What the exercise asks:
Report each line of the listing below that contains the word "cushion", copying every such line in full. Treat the match as case-sensitive.

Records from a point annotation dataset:
* * * * *

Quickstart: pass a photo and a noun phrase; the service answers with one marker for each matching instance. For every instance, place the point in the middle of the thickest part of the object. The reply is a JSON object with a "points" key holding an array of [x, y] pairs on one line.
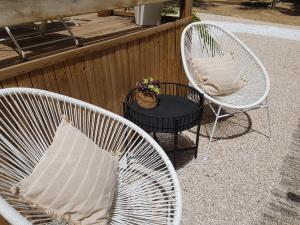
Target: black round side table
{"points": [[180, 107]]}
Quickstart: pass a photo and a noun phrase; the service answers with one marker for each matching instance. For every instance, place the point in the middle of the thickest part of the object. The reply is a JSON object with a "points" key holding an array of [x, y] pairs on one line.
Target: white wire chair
{"points": [[148, 190], [206, 39]]}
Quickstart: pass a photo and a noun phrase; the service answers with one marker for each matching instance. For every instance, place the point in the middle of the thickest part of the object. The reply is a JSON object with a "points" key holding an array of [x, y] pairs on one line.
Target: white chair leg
{"points": [[212, 133], [269, 123]]}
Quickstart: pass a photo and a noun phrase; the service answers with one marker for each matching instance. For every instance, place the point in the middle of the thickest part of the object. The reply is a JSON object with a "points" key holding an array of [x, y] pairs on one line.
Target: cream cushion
{"points": [[217, 76], [74, 181]]}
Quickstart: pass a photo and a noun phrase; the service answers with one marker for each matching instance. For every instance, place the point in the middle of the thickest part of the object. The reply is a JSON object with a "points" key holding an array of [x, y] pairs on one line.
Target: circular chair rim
{"points": [[13, 215], [210, 98]]}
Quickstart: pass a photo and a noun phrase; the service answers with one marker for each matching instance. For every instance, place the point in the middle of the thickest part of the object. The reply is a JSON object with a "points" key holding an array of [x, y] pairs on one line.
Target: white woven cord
{"points": [[148, 190], [251, 69]]}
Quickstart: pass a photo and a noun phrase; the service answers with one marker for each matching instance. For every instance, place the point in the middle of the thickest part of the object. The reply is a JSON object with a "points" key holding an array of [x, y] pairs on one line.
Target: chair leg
{"points": [[269, 123], [212, 134]]}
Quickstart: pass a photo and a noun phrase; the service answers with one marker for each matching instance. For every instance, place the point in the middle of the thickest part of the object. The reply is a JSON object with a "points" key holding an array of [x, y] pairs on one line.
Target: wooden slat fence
{"points": [[103, 73]]}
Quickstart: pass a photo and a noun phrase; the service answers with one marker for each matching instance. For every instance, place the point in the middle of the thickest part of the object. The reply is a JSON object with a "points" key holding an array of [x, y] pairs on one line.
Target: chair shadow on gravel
{"points": [[227, 128], [182, 158]]}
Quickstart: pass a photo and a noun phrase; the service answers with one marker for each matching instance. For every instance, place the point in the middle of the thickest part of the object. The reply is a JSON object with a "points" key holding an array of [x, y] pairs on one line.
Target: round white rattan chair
{"points": [[205, 39], [148, 190]]}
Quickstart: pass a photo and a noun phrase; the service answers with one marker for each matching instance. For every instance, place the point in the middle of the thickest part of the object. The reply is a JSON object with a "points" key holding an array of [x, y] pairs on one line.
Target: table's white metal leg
{"points": [[269, 122], [213, 131]]}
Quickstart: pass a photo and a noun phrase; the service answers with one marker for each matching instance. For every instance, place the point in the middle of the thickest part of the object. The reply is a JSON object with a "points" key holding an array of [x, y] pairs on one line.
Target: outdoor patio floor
{"points": [[244, 180], [86, 28]]}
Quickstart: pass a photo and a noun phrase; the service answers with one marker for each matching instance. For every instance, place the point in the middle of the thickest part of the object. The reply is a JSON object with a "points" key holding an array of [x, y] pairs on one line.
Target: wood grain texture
{"points": [[104, 76], [27, 11], [2, 221]]}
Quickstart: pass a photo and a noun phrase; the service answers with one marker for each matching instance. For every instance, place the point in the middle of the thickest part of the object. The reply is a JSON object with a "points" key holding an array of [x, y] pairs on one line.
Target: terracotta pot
{"points": [[146, 100]]}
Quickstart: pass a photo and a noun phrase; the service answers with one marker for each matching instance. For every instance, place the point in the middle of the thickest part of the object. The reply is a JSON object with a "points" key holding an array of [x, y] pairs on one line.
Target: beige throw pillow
{"points": [[74, 181], [217, 76]]}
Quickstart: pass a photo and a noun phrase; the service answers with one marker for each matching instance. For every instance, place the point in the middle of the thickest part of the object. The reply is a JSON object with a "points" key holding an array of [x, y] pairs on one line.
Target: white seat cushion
{"points": [[74, 181], [217, 76]]}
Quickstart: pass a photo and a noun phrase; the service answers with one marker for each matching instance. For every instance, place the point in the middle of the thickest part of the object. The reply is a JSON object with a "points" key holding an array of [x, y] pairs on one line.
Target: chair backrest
{"points": [[203, 40], [28, 122], [15, 12]]}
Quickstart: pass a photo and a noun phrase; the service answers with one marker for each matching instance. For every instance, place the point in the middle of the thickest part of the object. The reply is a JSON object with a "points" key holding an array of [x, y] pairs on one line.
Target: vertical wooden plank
{"points": [[92, 80], [156, 46], [101, 82], [143, 57], [109, 89], [125, 70], [77, 79], [72, 79], [116, 85], [186, 8], [132, 63], [37, 79], [24, 80], [151, 59], [50, 79], [81, 76], [171, 56], [61, 78], [164, 54]]}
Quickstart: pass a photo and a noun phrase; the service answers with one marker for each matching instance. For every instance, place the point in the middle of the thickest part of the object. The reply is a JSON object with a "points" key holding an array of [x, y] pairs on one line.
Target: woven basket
{"points": [[146, 100]]}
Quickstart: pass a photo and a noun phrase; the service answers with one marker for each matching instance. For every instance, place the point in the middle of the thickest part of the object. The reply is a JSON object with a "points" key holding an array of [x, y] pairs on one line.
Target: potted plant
{"points": [[148, 15], [147, 91]]}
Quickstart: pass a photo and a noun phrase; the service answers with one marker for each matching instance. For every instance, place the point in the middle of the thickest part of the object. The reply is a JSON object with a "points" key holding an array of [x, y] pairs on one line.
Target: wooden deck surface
{"points": [[90, 28]]}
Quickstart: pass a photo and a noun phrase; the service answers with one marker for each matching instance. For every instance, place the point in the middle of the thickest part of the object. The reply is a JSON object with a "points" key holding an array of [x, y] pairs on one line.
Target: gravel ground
{"points": [[236, 185]]}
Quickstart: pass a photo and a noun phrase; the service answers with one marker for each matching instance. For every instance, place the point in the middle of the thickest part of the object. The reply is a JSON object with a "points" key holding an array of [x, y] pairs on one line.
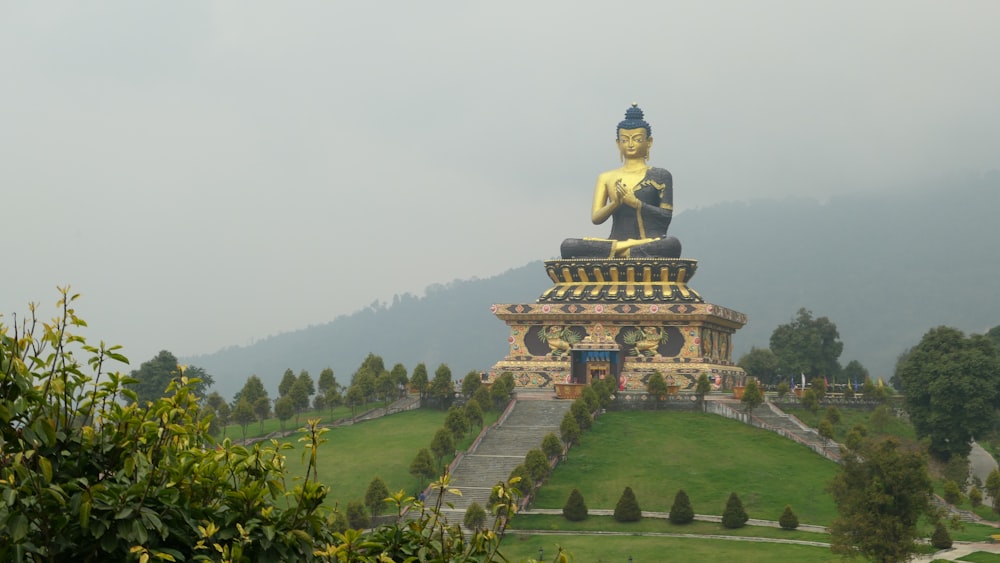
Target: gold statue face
{"points": [[634, 143]]}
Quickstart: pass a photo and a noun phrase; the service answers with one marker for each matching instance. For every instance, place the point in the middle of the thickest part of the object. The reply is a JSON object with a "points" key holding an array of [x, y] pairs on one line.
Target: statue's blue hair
{"points": [[633, 120]]}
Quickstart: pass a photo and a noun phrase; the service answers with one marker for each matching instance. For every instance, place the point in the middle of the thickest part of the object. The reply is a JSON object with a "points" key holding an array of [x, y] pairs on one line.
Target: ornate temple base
{"points": [[620, 318]]}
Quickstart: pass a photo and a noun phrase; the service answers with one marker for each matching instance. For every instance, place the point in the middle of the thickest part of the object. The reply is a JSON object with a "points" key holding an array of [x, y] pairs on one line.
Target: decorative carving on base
{"points": [[613, 280]]}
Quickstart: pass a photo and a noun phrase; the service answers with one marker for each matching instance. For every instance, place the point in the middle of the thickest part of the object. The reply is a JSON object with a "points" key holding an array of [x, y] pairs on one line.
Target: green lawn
{"points": [[263, 428], [981, 557], [657, 453], [539, 522], [604, 548]]}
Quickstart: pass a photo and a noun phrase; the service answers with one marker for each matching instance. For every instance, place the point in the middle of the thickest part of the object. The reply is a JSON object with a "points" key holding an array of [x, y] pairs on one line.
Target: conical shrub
{"points": [[941, 539], [575, 510], [681, 511], [627, 509]]}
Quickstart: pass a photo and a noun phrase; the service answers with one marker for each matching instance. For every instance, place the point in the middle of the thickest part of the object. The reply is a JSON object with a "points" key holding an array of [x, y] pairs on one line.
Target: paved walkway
{"points": [[959, 549]]}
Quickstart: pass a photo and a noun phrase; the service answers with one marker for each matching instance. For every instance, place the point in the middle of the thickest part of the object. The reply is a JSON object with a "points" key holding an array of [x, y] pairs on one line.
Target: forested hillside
{"points": [[883, 268]]}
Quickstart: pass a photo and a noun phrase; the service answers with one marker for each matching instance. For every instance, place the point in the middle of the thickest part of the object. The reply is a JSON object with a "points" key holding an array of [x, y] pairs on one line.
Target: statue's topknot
{"points": [[633, 120]]}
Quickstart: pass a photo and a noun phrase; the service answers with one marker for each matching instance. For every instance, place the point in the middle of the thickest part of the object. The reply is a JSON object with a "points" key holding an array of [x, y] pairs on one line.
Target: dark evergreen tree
{"points": [[422, 466], [419, 380], [551, 445], [537, 464], [525, 484], [762, 364], [753, 396], [788, 520], [456, 422], [581, 413], [702, 388], [734, 516], [575, 510], [442, 445], [442, 388], [627, 509], [951, 387], [501, 389], [589, 396], [153, 376], [375, 496], [471, 383], [473, 414], [807, 346], [656, 386], [569, 430], [287, 380], [475, 516], [681, 512], [881, 492]]}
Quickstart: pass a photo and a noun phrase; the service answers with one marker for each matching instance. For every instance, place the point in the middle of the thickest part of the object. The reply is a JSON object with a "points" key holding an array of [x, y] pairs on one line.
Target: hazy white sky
{"points": [[209, 173]]}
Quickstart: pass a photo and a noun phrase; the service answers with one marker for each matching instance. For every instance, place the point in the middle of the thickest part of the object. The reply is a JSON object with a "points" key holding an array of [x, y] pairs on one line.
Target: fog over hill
{"points": [[884, 268]]}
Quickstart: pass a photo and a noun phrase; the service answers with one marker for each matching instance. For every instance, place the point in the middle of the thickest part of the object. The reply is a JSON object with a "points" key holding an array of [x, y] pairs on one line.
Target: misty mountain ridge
{"points": [[884, 267]]}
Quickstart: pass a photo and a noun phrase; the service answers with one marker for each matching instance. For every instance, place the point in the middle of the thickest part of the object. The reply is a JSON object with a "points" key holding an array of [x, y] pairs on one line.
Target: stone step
{"points": [[501, 450]]}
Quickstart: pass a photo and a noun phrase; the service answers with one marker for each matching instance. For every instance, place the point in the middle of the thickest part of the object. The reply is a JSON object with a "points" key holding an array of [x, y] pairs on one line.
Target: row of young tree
{"points": [[681, 511]]}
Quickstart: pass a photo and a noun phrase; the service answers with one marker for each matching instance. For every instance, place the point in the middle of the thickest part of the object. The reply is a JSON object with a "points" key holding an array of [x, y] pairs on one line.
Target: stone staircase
{"points": [[501, 449]]}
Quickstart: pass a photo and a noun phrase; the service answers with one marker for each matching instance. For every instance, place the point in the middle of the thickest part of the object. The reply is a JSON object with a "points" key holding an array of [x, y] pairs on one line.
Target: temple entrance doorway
{"points": [[590, 365]]}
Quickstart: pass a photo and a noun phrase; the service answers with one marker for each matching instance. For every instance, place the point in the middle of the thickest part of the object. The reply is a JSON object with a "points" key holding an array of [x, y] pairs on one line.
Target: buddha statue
{"points": [[637, 197]]}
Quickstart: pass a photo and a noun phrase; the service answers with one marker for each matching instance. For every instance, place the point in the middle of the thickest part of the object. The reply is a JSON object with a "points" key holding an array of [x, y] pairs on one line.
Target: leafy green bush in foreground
{"points": [[90, 474]]}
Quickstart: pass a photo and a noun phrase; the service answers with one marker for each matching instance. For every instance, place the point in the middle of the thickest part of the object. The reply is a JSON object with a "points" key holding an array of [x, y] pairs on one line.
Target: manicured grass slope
{"points": [[657, 453], [592, 549]]}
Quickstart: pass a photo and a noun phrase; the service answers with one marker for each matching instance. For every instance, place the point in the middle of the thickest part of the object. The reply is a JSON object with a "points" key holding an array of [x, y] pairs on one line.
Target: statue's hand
{"points": [[630, 200]]}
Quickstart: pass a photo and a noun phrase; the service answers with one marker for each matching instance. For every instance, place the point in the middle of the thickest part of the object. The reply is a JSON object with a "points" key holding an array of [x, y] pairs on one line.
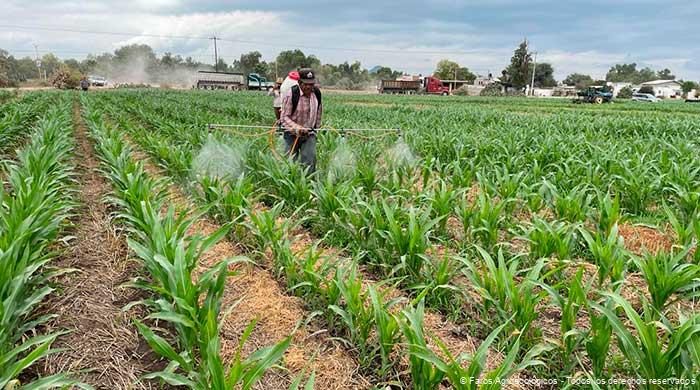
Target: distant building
{"points": [[615, 88], [665, 88], [482, 81]]}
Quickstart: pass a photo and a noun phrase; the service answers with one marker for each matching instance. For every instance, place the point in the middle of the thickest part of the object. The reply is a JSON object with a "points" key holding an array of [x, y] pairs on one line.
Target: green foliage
{"points": [[450, 70], [667, 274], [625, 93], [517, 73]]}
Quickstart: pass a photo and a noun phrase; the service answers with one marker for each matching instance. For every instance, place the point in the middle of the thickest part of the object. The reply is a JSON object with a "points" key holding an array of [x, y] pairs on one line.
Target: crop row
{"points": [[189, 306], [362, 316], [17, 116], [35, 204], [498, 278]]}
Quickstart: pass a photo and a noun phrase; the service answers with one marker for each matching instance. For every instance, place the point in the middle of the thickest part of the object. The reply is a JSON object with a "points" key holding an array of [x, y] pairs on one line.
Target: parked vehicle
{"points": [[644, 97], [97, 81], [430, 85], [219, 80], [259, 83], [596, 95]]}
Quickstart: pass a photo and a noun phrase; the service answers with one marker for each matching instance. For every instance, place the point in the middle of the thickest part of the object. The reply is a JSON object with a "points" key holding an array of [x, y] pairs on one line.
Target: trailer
{"points": [[219, 80], [399, 86], [259, 83], [429, 85]]}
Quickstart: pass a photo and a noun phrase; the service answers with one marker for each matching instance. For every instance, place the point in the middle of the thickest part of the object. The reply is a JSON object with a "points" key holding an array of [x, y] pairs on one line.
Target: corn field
{"points": [[491, 243]]}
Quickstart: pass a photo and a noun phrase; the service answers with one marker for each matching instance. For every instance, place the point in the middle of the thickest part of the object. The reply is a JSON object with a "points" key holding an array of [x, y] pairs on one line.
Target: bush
{"points": [[625, 93], [5, 81], [65, 78], [492, 90], [461, 91]]}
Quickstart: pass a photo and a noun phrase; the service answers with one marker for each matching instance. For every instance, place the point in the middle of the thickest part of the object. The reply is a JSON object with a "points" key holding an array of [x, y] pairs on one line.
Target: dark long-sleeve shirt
{"points": [[308, 113]]}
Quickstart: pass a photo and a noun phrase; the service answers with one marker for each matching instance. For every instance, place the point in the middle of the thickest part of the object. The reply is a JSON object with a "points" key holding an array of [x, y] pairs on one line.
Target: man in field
{"points": [[277, 98], [301, 116]]}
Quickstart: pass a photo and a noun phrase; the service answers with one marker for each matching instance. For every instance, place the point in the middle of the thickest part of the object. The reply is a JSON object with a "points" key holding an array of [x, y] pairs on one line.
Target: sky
{"points": [[574, 36]]}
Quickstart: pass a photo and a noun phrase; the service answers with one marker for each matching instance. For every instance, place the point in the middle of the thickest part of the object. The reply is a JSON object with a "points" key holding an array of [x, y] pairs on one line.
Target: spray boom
{"points": [[280, 129]]}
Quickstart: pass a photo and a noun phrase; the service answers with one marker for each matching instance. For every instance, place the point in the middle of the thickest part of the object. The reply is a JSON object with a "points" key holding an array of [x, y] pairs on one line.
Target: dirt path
{"points": [[103, 342], [278, 314]]}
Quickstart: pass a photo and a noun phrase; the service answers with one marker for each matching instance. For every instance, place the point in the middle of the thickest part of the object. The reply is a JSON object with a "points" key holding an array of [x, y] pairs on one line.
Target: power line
{"points": [[252, 42]]}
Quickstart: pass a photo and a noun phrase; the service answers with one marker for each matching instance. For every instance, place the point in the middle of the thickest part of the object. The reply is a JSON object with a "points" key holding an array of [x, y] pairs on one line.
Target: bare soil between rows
{"points": [[103, 348]]}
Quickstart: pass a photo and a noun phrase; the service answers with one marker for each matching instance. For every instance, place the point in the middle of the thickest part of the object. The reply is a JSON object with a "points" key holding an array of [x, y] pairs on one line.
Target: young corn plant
{"points": [[482, 220], [608, 213], [502, 288], [608, 253], [441, 202], [668, 274], [572, 338], [439, 286], [549, 239], [226, 201], [428, 369], [388, 332], [32, 215], [598, 340], [574, 205], [329, 195], [684, 229], [355, 315], [288, 181], [407, 241], [190, 306], [658, 348]]}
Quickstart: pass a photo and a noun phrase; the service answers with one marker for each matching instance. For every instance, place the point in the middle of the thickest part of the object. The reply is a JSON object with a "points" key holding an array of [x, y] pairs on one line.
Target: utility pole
{"points": [[216, 54], [534, 68], [38, 61]]}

* * * * *

The output:
Target: cream cushion
Target: white seat cushion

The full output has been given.